┌────────
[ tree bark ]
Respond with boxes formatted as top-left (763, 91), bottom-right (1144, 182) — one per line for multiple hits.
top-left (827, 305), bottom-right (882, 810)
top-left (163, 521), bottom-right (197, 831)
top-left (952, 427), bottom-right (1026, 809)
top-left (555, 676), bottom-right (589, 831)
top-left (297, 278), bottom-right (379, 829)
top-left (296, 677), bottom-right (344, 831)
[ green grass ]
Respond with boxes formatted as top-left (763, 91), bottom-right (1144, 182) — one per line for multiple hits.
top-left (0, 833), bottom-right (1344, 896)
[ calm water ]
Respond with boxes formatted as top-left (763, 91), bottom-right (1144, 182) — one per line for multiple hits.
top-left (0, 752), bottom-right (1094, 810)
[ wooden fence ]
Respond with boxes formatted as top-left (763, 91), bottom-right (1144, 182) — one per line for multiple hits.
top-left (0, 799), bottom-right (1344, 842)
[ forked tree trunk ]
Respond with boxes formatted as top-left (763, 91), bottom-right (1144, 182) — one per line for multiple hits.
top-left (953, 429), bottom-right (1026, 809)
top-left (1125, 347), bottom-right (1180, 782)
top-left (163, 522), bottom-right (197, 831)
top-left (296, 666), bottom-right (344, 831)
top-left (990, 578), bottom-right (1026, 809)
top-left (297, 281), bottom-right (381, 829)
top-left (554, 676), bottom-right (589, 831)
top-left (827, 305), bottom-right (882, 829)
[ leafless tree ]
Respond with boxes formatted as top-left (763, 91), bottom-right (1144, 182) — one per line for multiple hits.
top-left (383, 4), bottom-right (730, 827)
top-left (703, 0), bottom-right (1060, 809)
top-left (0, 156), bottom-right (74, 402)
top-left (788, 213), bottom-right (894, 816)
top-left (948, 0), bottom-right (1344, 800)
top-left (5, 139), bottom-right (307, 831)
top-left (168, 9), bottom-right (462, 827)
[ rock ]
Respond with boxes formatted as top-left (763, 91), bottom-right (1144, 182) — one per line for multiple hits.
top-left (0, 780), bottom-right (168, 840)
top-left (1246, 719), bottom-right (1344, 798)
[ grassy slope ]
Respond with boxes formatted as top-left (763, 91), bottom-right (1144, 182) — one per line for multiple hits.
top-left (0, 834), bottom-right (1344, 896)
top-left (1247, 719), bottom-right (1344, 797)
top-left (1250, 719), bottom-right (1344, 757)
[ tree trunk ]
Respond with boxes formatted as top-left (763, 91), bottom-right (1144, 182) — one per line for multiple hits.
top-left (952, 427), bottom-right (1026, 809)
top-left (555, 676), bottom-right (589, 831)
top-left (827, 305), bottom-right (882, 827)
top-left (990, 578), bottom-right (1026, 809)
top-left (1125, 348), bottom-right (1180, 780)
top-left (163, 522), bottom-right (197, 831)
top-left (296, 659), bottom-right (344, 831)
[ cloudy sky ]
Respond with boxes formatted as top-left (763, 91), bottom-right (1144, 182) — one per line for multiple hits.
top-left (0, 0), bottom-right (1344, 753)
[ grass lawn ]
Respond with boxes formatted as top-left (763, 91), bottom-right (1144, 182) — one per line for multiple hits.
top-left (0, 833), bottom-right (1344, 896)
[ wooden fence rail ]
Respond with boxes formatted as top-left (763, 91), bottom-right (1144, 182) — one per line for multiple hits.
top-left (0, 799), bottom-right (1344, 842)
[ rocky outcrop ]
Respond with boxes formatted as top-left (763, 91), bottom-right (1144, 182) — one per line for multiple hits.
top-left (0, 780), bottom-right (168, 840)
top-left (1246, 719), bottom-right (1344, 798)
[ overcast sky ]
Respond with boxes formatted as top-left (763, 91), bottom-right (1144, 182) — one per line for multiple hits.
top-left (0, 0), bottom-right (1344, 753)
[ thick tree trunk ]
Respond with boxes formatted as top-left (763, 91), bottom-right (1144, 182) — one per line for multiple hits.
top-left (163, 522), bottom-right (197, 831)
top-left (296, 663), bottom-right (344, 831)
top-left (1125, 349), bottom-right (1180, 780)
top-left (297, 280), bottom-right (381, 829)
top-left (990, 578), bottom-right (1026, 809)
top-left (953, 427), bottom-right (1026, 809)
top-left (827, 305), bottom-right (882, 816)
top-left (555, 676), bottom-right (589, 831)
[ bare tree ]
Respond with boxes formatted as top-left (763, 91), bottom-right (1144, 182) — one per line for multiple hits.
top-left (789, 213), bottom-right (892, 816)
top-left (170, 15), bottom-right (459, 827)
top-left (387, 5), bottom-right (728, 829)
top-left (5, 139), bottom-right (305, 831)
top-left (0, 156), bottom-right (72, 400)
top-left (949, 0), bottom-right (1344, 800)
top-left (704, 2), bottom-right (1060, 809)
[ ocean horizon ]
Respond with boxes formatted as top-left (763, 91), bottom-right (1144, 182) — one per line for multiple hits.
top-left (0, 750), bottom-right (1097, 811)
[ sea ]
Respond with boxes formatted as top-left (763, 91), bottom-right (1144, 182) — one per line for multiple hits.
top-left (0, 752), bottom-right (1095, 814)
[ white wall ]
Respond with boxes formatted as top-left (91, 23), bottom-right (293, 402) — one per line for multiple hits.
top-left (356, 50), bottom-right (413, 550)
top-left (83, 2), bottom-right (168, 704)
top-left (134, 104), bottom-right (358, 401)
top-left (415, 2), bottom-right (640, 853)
└────────
*SET TASK*:
Copy out every line of the listing above word for word, without changing anything.

*RESPONSE TO THE TASK*:
[ tree bark ]
Respond with boxes formatted as top-left (763, 91), bottom-right (1144, 182) — one per line for multiple hits.
top-left (827, 305), bottom-right (882, 810)
top-left (163, 521), bottom-right (197, 831)
top-left (952, 427), bottom-right (1026, 809)
top-left (555, 676), bottom-right (589, 831)
top-left (297, 278), bottom-right (379, 829)
top-left (296, 677), bottom-right (344, 831)
[ green grass ]
Respond with boxes formatted as top-left (763, 91), bottom-right (1144, 182) — one per line for multiple hits.
top-left (0, 833), bottom-right (1344, 896)
[ calm water ]
Respond with boxes formatted as top-left (763, 91), bottom-right (1144, 182) — one per line for multiple hits.
top-left (0, 752), bottom-right (1094, 810)
[ wooden fence ]
Respond with boxes formatted as top-left (763, 91), bottom-right (1144, 182) — one per line for multiple hits.
top-left (0, 799), bottom-right (1344, 842)
[ forked tree trunk ]
Respond with boxes formatted as top-left (763, 91), bottom-right (1144, 182) — one per line for multiple hits.
top-left (953, 429), bottom-right (1026, 809)
top-left (1125, 347), bottom-right (1180, 782)
top-left (163, 522), bottom-right (197, 831)
top-left (296, 666), bottom-right (344, 831)
top-left (990, 578), bottom-right (1026, 809)
top-left (297, 281), bottom-right (381, 829)
top-left (554, 676), bottom-right (589, 831)
top-left (827, 305), bottom-right (882, 829)
[ leafless tree ]
Respond with boxes formatted as top-left (763, 91), bottom-right (1144, 182) — one per line for multiple hits.
top-left (383, 4), bottom-right (730, 827)
top-left (703, 0), bottom-right (1060, 809)
top-left (0, 156), bottom-right (74, 402)
top-left (788, 213), bottom-right (894, 816)
top-left (948, 0), bottom-right (1344, 800)
top-left (5, 139), bottom-right (307, 831)
top-left (168, 9), bottom-right (462, 827)
[ rock ]
Respond with boxes formatted as top-left (763, 91), bottom-right (1144, 182) — one per line for multiple hits.
top-left (0, 780), bottom-right (168, 840)
top-left (1246, 719), bottom-right (1344, 798)
[ grassy slope ]
Respond with boxes formatted as top-left (763, 91), bottom-right (1144, 182) — one per line for multiple hits.
top-left (0, 834), bottom-right (1344, 896)
top-left (1247, 719), bottom-right (1344, 797)
top-left (1250, 719), bottom-right (1344, 757)
[ tree trunk ]
Respond with boxes formatted as top-left (763, 91), bottom-right (1144, 182) — one per line for multiple hits.
top-left (952, 427), bottom-right (1026, 809)
top-left (555, 676), bottom-right (589, 831)
top-left (827, 305), bottom-right (882, 827)
top-left (990, 578), bottom-right (1026, 809)
top-left (1125, 348), bottom-right (1180, 780)
top-left (163, 522), bottom-right (197, 831)
top-left (296, 659), bottom-right (344, 831)
[ cloudy sky ]
Respond with boxes formatted as top-left (763, 91), bottom-right (1144, 182) — one per line for multiple hits.
top-left (0, 0), bottom-right (1344, 753)
[ grass lawn ]
Respond with boxes formatted as top-left (763, 91), bottom-right (1144, 182) — one per line for multiple hits.
top-left (0, 833), bottom-right (1344, 896)
[ wooden fence rail ]
Respond with boxes formatted as top-left (763, 91), bottom-right (1144, 182) — one per line for multiple hits.
top-left (0, 799), bottom-right (1344, 842)
[ rocky outcrop ]
Respond with boxes formatted as top-left (763, 91), bottom-right (1144, 182) — one per line for multiple hits.
top-left (0, 780), bottom-right (168, 840)
top-left (1246, 719), bottom-right (1344, 798)
[ overcast sky ]
Respond with boxes formatted as top-left (763, 91), bottom-right (1144, 182) — one per line for multiple hits.
top-left (0, 0), bottom-right (1344, 753)
[ thick tree trunk ]
Respond with boxes formatted as top-left (763, 91), bottom-right (1144, 182) — one per line for multiple hits.
top-left (163, 522), bottom-right (197, 831)
top-left (296, 663), bottom-right (344, 831)
top-left (1125, 349), bottom-right (1180, 780)
top-left (297, 280), bottom-right (381, 829)
top-left (990, 578), bottom-right (1026, 809)
top-left (953, 427), bottom-right (1026, 809)
top-left (827, 305), bottom-right (882, 816)
top-left (555, 676), bottom-right (589, 831)
[ bare tree ]
Respond with boxes formatted as top-left (763, 91), bottom-right (1144, 182) — one per line for multiple hits.
top-left (789, 213), bottom-right (892, 816)
top-left (170, 15), bottom-right (459, 827)
top-left (387, 5), bottom-right (728, 829)
top-left (5, 139), bottom-right (305, 831)
top-left (0, 156), bottom-right (72, 400)
top-left (949, 0), bottom-right (1344, 800)
top-left (704, 2), bottom-right (1060, 809)
[ ocean horizon ]
Respond with boxes formatted as top-left (763, 91), bottom-right (1144, 182) — one per line for multiple hits.
top-left (0, 750), bottom-right (1097, 811)
[ sea ]
Respond with boxes formatted as top-left (763, 91), bottom-right (1144, 182) — one per line for multiple hits.
top-left (0, 752), bottom-right (1095, 814)
[ white wall ]
Respond with boxes formatted as top-left (91, 23), bottom-right (293, 402) — one per line for multiple hits.
top-left (356, 50), bottom-right (413, 550)
top-left (83, 2), bottom-right (168, 704)
top-left (134, 104), bottom-right (358, 401)
top-left (415, 2), bottom-right (640, 853)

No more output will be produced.